Passage for review

● ● ● ● ●

Muscle aches, not joint pain, are a usual statin side effect

Dear Dr. Roach: I am a 69-year-old white male. I take one 20-mg pravastatin per day to manage my cholesterol. One of the side effects is joint pain. Are you aware of a substitute that does not have this joint pain side effect? — H.L.

Dear H.L.: Statins are one of the most common medicines used, and although they have relatively few side effects, so many people take them that there are many reported untoward effects.

Muscle aches are common. Muscle breakdown is serious and, fortunately, rare. But joint aches are not a common side effect. In the package insert, “arthritis” is listed in less than 1 percent of people.

Of all the statins, pravastatin tends to have relatively few side effects. It is metabolized differently from how the others are, so have a discussion with your doctor about taking a different statin, such as atorvastatin (Lipitor). Lipitor is much more potent than pravastatin (Pravachol), so the dose you will need is likely to be much lower.

Dear Dr. Roach: I was diagnosed with prediabetes. I have had neuropathy in both feet for several years, and a “non-healing diabetic foot ulcer” on one heel for two years. The ulcer has never completely healed, and it causes some pain on occasion.

● ● ● ● ●

The data

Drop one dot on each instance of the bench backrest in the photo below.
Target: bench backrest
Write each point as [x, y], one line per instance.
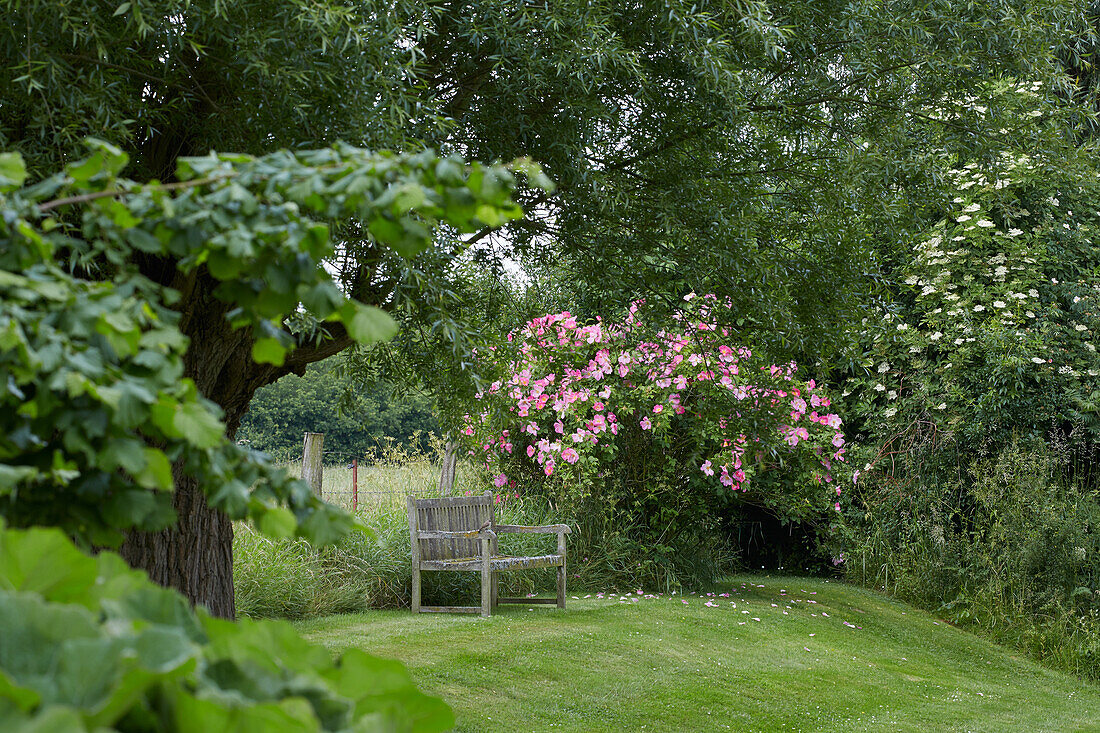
[449, 514]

● ● ● ● ●

Activity A
Answer these from the statin column:
(i) What daily dose of pravastatin does H.L. take?
(ii) According to the package insert, in what share of people is "arthritis" listed?
(iii) Which statin does the reply name as much more potent than pravastatin?
Activity B
Reproduce the statin column's wording between "Muscle aches, not" and "effect? — H.L.", inclusive.
Draw only on the statin column, not on the lines.

Task response A
(i) One 20-mg pravastatin per day.
(ii) Less than 1 percent.
(iii) Atorvastatin (Lipitor).

Task response B
Muscle aches, not joint pain, are a usual statin side effect

Dear Dr. Roach: I am a 69-year-old white male. I take one 20-mg pravastatin per day to manage my cholesterol. One of the side effects is joint pain. Are you aware of a substitute that does not have this joint pain side effect? — H.L.